_WORK TO BE COMPLETED_. Gather every line in the items below that contains the string "mesh" and copy each such line in full. The match is case-sensitive.

━━━ DATA SECTION ━━━

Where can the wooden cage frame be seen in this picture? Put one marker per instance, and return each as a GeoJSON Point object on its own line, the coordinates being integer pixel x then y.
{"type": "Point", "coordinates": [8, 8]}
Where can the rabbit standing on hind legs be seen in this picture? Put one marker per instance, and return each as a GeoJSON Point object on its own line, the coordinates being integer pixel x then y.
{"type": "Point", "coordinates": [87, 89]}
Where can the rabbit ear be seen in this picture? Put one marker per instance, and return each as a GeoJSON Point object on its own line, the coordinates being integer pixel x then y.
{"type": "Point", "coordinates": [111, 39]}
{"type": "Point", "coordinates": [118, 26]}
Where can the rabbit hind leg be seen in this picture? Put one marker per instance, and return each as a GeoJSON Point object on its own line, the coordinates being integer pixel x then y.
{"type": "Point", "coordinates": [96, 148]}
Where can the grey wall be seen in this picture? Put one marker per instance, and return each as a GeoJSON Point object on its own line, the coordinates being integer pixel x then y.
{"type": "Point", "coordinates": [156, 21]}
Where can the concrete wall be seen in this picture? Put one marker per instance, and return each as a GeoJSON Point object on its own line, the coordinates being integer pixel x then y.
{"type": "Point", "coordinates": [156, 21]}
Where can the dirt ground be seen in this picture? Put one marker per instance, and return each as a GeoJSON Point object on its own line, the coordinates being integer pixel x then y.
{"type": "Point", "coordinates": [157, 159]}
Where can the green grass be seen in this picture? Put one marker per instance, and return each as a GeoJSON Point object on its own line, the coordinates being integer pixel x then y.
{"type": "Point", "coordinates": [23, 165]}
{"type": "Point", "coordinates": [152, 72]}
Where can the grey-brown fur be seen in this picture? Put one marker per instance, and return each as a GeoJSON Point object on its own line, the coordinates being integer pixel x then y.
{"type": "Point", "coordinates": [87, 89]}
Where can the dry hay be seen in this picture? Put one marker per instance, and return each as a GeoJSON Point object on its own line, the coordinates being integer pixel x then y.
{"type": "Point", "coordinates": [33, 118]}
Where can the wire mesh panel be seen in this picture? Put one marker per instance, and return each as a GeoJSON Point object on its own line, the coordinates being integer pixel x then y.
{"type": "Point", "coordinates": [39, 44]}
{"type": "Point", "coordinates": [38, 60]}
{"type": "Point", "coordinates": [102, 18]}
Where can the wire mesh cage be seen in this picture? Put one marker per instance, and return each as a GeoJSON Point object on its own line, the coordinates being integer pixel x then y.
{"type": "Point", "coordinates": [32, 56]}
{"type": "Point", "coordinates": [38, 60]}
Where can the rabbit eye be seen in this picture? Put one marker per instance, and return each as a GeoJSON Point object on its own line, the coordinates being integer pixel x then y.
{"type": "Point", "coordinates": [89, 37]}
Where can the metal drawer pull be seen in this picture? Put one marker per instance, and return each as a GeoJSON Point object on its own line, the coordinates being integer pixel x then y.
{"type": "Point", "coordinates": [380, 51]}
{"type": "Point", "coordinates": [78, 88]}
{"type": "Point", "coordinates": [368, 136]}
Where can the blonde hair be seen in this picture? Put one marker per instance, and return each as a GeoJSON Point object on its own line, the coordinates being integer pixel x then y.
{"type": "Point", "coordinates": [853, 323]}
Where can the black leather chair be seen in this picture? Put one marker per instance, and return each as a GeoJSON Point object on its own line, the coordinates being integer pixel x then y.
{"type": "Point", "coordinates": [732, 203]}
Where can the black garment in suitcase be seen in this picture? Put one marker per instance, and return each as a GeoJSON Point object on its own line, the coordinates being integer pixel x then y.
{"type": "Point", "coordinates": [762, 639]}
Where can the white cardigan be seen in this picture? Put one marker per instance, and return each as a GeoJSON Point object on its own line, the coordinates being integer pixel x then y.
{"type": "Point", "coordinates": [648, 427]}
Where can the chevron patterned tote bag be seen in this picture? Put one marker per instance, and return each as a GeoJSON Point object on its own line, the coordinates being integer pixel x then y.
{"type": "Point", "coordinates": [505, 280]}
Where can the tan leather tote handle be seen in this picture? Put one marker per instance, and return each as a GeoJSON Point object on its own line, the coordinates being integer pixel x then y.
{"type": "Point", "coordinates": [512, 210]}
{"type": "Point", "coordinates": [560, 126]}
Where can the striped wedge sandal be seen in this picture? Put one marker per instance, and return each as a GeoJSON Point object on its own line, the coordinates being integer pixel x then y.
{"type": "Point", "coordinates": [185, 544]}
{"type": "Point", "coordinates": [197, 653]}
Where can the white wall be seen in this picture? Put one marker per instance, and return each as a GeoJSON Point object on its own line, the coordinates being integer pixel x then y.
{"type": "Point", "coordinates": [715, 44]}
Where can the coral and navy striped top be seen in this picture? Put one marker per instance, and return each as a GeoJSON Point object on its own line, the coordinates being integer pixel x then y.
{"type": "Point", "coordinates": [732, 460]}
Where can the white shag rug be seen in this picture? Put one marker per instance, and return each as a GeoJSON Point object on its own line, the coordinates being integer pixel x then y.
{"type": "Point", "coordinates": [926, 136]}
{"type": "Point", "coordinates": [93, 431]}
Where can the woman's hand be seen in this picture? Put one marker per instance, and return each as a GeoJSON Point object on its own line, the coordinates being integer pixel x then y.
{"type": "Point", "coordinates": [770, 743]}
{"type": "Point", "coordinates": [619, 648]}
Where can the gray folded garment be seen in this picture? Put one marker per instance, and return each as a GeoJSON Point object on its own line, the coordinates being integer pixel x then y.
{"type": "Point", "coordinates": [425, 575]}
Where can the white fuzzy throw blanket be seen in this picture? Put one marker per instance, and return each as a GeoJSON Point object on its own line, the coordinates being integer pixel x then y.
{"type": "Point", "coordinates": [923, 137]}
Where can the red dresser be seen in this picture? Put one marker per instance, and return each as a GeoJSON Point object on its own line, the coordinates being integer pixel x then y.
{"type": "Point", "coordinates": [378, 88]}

━━━
━━━ DATA SECTION ━━━

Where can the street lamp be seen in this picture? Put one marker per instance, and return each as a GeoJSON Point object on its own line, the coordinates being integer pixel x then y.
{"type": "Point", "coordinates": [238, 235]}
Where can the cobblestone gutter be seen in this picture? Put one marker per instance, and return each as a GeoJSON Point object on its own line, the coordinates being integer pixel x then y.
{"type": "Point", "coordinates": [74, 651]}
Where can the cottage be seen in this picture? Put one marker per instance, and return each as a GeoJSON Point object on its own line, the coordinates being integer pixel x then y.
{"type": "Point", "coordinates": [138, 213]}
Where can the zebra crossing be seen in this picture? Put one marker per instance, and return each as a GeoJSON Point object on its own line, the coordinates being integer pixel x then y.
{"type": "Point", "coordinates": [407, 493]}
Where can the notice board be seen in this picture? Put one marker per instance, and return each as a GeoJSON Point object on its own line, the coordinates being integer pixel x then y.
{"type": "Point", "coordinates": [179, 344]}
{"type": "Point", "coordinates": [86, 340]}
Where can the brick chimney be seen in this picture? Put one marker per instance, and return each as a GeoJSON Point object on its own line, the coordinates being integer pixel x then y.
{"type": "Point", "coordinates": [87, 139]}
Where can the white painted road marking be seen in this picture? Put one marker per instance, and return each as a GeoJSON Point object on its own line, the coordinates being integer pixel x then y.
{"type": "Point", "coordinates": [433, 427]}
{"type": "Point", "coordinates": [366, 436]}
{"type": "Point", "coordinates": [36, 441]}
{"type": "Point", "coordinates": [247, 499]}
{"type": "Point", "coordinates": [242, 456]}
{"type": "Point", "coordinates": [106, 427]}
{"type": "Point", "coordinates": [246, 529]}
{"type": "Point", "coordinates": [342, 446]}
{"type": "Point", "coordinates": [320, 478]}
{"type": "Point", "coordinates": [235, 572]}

━━━

_TASK SOLUTION_.
Where can the wire mesh panel be seen in this picture? Put one marker per instance, and return each as a GeoJSON Point object on its own line, the coordinates being integer pixel x then y.
Where can the wire mesh cage be seen in this picture? Put one marker per instance, and return each as a GeoJSON Point object on its own line, the coordinates being integer pixel x then y.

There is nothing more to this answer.